### What is expected
The lines to extract begin at the one containing "the white cloth" and run to the end of the listing; set them down exactly and alone.

═════ Exercise material ═════

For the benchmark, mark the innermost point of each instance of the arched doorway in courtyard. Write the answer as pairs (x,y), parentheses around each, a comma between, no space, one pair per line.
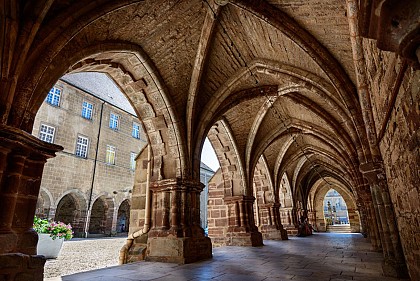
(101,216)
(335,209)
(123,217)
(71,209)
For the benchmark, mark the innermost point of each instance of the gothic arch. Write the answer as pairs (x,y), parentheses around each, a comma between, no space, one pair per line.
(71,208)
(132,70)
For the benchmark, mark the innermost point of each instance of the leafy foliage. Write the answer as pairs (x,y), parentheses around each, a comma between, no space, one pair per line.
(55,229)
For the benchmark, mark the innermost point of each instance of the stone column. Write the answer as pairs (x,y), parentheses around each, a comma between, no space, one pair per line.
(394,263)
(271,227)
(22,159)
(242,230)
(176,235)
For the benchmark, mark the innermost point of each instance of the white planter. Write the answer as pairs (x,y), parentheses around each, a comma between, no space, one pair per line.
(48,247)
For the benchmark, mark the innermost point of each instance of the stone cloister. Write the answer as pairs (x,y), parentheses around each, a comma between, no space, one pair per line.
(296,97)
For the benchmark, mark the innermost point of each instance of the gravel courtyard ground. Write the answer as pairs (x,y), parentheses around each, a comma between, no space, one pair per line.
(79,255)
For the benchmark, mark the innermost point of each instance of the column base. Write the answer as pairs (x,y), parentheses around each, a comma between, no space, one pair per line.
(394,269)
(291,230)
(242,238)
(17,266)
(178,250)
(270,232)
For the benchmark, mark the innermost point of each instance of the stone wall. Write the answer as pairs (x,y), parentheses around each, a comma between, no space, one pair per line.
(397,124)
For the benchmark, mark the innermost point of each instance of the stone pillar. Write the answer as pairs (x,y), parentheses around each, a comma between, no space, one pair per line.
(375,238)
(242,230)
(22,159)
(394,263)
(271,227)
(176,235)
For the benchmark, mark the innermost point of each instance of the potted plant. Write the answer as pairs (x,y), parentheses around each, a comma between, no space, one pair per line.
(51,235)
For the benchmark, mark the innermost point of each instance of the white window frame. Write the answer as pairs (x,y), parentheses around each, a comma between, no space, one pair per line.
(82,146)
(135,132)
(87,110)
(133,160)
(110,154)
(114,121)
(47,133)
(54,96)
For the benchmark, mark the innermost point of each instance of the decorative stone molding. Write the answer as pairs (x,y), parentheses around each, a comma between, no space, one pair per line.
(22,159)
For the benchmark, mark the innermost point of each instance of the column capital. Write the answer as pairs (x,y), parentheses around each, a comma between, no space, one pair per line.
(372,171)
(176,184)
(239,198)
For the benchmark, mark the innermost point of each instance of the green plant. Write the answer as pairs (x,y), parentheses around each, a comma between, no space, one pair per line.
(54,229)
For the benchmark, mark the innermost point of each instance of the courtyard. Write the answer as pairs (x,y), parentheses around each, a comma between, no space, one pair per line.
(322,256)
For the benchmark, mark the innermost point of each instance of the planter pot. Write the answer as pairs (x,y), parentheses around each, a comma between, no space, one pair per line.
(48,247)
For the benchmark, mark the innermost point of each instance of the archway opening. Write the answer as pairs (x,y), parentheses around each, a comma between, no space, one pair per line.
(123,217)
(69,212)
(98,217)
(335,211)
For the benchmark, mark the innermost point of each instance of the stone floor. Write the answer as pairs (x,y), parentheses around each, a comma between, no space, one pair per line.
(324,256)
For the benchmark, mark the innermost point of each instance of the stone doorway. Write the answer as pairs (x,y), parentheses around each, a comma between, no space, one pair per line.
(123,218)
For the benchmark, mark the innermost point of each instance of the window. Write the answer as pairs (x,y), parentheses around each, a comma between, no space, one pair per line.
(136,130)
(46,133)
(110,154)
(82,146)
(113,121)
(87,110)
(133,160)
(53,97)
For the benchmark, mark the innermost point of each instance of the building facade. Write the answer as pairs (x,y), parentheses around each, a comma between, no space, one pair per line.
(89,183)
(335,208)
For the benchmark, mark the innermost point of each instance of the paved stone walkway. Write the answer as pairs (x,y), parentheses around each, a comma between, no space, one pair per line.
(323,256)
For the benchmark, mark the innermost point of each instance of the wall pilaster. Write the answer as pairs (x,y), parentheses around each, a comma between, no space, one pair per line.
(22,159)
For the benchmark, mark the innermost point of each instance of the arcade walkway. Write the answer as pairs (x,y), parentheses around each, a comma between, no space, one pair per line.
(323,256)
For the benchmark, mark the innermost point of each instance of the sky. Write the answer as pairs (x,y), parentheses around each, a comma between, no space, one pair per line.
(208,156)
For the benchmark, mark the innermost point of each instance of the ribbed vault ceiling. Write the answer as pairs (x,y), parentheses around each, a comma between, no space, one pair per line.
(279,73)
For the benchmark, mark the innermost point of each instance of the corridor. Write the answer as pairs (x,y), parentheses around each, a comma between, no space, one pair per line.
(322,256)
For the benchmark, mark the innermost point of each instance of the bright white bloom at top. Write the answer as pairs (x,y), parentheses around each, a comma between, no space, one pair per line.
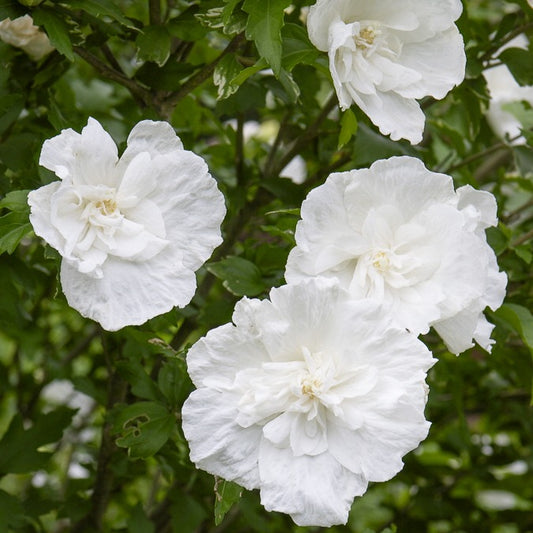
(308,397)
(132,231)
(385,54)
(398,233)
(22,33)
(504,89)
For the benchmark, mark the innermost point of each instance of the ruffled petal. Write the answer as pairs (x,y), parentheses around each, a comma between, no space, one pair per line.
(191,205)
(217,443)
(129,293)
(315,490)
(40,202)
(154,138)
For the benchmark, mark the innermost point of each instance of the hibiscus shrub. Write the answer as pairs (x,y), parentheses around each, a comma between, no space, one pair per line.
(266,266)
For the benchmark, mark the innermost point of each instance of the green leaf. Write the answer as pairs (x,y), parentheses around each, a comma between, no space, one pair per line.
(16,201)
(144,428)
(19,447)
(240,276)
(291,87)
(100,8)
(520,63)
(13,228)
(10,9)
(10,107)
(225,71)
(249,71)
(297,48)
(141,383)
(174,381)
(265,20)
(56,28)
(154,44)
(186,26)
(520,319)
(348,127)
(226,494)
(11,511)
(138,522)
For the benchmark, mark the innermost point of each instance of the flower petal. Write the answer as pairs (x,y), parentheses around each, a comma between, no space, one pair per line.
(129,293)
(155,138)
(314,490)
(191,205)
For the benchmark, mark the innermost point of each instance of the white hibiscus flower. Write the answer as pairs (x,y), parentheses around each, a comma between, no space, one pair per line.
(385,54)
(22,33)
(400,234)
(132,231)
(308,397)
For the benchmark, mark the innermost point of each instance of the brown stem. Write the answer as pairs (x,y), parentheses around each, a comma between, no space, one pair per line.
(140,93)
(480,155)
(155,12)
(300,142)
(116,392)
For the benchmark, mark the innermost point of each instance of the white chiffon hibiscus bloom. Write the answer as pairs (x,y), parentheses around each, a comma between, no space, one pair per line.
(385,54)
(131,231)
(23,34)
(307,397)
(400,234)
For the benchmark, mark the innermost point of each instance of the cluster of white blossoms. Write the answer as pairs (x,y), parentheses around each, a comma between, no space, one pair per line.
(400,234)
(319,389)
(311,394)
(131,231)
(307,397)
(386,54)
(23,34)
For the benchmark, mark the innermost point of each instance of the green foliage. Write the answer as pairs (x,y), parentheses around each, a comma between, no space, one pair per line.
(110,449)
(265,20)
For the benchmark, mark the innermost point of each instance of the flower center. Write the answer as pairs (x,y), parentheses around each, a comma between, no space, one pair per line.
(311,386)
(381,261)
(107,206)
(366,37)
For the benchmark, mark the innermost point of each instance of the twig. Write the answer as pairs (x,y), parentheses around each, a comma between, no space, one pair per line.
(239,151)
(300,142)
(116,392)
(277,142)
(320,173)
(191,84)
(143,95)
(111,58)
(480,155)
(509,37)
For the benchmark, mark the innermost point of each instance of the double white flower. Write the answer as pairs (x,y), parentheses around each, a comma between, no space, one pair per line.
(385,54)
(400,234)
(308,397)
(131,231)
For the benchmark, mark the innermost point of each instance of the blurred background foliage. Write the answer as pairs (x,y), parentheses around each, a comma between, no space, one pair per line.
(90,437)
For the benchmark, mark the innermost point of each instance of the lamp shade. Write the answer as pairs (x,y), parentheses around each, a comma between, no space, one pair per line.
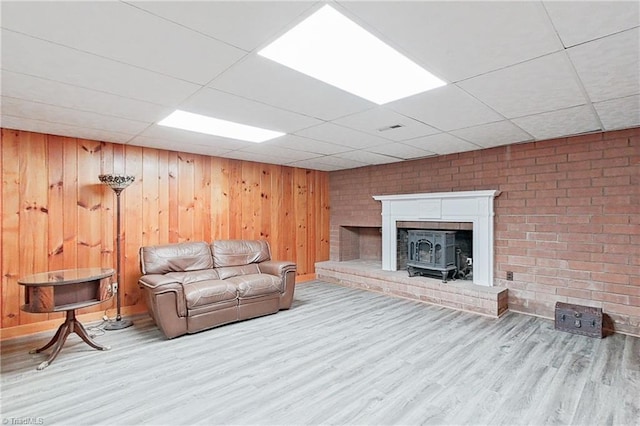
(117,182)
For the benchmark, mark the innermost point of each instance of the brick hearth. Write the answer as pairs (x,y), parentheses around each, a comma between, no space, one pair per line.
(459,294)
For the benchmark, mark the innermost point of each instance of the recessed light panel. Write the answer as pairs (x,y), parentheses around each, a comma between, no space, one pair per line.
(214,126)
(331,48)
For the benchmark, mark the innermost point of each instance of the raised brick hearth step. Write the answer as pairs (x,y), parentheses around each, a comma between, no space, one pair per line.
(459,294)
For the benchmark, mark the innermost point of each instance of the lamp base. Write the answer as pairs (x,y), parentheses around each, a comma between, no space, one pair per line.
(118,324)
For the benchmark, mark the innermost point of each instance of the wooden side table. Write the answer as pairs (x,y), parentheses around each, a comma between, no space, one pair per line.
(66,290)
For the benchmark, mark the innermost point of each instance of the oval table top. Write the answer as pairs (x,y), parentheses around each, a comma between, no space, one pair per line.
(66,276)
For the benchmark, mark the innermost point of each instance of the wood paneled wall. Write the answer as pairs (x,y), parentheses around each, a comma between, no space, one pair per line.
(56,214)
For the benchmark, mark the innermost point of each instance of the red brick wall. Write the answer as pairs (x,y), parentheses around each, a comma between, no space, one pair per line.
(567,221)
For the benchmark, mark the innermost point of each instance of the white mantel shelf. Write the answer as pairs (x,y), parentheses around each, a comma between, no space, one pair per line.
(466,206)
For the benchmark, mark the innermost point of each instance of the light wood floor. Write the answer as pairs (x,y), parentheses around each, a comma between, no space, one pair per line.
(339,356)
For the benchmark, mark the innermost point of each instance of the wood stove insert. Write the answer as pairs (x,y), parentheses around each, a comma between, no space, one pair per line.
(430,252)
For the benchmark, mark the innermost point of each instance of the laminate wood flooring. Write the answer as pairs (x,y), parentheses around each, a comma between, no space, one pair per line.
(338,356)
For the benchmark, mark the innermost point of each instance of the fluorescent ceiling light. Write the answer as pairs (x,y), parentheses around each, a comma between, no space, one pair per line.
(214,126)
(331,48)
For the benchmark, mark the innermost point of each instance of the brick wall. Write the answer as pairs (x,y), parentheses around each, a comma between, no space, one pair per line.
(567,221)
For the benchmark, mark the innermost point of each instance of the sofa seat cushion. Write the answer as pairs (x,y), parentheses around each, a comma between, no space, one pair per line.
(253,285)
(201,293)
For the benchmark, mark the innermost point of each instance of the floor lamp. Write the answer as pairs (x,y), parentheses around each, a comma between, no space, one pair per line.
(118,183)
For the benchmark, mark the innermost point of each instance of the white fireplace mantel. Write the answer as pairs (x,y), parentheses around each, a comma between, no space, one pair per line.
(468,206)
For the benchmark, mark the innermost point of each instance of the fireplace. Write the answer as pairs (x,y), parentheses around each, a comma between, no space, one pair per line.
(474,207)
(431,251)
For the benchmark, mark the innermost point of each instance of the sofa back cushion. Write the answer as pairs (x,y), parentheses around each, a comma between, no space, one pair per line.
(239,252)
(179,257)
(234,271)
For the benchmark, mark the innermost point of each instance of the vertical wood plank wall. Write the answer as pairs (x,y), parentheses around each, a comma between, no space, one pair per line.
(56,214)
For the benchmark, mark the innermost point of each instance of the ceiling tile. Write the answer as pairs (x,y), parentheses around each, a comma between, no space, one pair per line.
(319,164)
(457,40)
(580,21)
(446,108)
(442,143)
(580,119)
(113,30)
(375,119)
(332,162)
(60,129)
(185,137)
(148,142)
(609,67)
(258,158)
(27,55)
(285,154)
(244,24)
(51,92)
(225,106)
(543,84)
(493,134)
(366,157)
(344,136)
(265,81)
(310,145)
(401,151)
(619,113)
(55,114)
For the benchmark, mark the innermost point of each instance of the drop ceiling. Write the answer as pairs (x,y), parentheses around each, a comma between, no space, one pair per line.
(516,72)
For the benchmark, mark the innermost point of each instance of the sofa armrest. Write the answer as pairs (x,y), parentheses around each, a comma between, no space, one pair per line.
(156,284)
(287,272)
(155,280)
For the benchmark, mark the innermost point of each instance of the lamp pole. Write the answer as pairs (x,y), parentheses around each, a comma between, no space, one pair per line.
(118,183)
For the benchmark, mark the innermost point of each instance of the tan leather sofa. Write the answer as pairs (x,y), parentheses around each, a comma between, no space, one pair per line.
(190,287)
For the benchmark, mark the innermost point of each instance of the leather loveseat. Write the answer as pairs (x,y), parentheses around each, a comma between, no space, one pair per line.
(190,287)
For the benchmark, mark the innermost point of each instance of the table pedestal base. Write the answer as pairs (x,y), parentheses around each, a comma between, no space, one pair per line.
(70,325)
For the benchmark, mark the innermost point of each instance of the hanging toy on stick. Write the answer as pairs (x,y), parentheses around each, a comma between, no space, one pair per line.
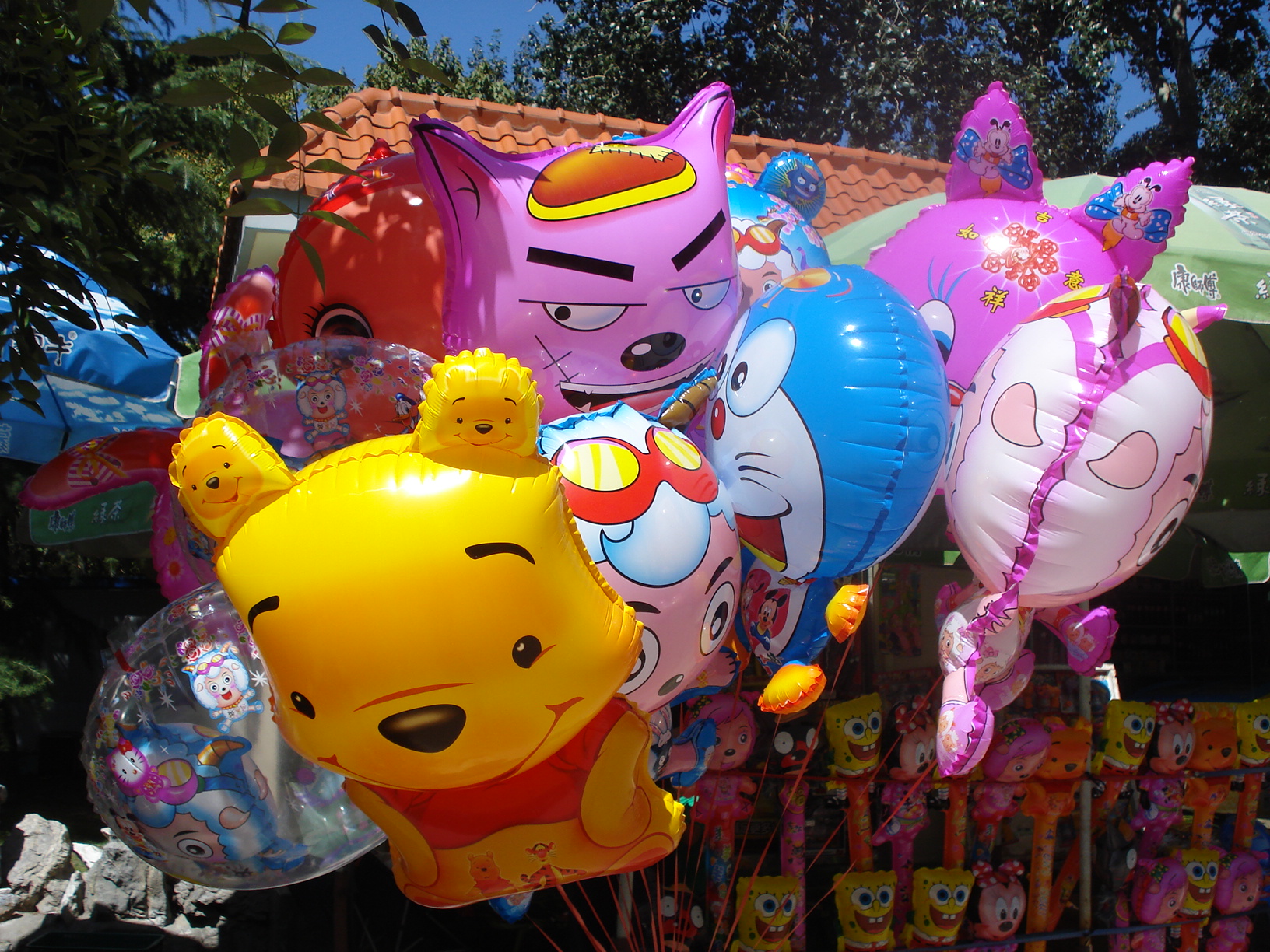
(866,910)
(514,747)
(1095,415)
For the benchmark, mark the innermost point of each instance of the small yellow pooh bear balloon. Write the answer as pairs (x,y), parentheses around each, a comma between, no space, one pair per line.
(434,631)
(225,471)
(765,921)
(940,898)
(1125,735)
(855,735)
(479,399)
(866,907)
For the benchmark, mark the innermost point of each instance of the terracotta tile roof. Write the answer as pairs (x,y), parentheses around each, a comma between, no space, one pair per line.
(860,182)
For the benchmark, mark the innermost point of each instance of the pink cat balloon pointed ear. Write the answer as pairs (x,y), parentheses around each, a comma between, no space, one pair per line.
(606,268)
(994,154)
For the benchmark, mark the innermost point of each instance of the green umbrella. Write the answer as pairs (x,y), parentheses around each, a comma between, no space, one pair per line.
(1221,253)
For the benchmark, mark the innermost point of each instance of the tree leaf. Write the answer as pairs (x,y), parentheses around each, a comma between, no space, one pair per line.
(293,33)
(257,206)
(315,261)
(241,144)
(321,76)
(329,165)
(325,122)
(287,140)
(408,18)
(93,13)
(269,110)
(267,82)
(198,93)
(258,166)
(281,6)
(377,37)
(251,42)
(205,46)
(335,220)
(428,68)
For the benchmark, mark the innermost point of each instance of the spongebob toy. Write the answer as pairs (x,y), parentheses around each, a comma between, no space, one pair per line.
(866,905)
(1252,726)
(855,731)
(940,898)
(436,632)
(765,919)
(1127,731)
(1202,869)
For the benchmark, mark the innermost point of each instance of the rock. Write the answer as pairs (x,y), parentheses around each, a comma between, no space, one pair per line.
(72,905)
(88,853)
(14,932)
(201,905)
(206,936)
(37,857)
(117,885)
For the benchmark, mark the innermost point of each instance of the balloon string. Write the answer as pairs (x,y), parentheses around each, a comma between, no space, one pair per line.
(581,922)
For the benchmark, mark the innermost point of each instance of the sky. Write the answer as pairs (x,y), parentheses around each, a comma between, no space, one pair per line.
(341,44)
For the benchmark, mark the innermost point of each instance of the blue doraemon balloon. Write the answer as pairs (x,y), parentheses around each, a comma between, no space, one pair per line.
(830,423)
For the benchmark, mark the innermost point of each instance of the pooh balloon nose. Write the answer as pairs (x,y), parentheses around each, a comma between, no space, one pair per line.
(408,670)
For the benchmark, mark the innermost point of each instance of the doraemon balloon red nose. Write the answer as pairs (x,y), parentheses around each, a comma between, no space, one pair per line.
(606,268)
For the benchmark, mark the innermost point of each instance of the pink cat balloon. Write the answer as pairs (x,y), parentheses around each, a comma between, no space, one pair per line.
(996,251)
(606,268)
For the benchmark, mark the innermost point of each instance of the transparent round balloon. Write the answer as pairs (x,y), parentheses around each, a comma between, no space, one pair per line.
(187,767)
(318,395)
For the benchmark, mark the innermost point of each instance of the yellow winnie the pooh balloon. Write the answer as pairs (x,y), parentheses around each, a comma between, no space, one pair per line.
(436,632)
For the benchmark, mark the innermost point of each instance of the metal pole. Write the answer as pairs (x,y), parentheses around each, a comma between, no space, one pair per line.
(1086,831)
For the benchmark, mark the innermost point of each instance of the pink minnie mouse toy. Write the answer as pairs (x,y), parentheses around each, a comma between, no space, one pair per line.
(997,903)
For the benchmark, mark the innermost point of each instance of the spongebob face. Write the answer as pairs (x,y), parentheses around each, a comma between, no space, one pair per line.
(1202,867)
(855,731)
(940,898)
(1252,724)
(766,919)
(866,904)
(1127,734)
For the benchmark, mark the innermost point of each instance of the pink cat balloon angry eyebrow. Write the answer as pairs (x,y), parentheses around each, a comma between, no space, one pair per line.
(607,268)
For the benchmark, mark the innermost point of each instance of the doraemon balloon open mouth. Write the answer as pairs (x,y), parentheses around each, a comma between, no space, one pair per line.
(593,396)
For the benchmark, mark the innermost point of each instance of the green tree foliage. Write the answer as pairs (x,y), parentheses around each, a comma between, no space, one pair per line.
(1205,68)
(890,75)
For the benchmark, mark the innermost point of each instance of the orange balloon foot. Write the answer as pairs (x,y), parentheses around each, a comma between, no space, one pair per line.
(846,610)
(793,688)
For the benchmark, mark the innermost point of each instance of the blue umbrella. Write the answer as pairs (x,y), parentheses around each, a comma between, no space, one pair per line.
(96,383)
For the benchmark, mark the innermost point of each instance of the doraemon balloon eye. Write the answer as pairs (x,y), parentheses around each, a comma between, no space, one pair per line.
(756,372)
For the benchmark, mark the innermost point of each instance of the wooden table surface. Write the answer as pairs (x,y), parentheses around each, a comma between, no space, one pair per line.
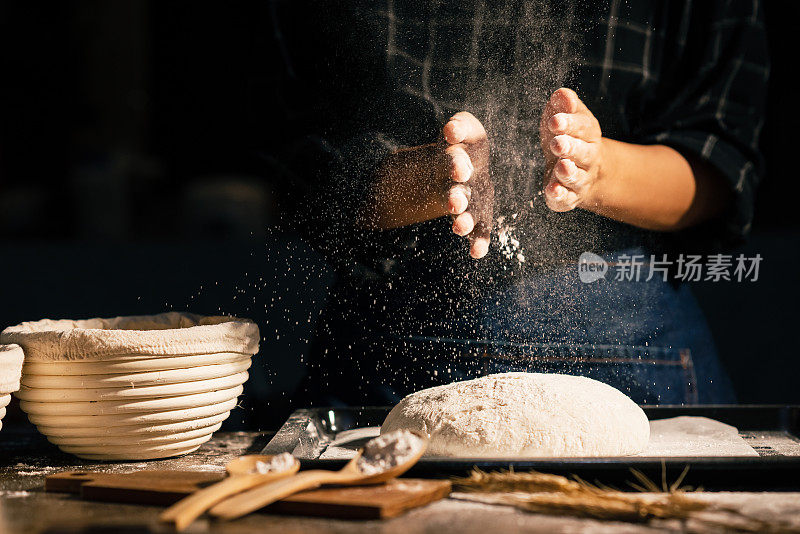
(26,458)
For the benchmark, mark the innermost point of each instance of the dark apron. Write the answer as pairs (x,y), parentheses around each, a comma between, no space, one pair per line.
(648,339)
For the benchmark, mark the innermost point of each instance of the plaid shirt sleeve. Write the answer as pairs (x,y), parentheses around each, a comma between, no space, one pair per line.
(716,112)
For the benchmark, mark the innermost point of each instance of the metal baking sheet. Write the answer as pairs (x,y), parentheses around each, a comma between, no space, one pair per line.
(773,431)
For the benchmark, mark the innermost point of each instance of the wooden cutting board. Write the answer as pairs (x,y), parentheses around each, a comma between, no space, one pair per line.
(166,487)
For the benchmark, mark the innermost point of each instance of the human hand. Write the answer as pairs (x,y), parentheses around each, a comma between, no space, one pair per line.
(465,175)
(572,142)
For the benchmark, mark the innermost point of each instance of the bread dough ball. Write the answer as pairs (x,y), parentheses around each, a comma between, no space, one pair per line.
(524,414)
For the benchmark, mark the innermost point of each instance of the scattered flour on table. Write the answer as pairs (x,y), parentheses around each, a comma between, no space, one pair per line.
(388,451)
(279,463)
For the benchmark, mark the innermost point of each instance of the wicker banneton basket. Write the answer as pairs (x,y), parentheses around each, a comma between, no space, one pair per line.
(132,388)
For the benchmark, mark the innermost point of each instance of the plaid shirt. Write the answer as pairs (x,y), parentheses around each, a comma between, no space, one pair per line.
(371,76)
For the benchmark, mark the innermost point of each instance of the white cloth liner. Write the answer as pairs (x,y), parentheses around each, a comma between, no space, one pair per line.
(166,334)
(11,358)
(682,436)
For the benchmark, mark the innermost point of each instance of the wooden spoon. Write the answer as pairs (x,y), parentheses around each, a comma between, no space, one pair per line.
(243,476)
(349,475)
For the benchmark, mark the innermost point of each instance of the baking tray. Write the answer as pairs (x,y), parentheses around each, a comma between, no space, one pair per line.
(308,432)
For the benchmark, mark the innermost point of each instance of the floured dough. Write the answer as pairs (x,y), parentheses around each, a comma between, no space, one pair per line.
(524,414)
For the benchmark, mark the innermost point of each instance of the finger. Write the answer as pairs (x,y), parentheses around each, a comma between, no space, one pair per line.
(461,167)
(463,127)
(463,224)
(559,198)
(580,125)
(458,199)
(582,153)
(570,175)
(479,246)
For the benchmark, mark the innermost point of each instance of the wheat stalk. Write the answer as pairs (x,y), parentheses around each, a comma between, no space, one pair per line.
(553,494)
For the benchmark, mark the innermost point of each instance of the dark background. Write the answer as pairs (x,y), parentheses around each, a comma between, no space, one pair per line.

═════

### Completed task
For the benchmark, mark the innermost point of each instance of the white cloth liner. Write the answer as pairs (x,y), parentheses around each, a comma between, no space, one pair per line.
(166,334)
(11,358)
(682,436)
For the benchmark, mark the innermost point of each instance of the wooden spoon. Write the answer as pairs (x,y), parentheses around each, a comma between, no space, one pair per line.
(243,476)
(349,475)
For the benchmark, mark the innermost point of each instance of the baking tray. Write the answer as pairs (x,y), parentheses around each, a comma between, no space, one pair per line.
(308,432)
For the benchmark, mark the innermost point of each instance of the floured dough. Write the answer as pairs (x,y), parentheses around each, a comma between, no space, one pair per line.
(524,414)
For the benchmark, mark the innermost point of each instance of the finger. Write the answer as pairs (x,y), parentheses around each, a comma between, no space, one pair per line.
(461,167)
(463,127)
(463,224)
(559,198)
(580,125)
(458,199)
(582,153)
(570,175)
(479,246)
For the benchmark, mark the innermost point of each instance of the wheat stalk. Write the answer as pairs (x,y), parentheses around each, a comma between, no space, one pair per line.
(553,494)
For the benchmark, mark the innermost point of each instance of the dark background. Write the answer as pairs (x,y), parentheses around each, a comma between, no space, one pair per line.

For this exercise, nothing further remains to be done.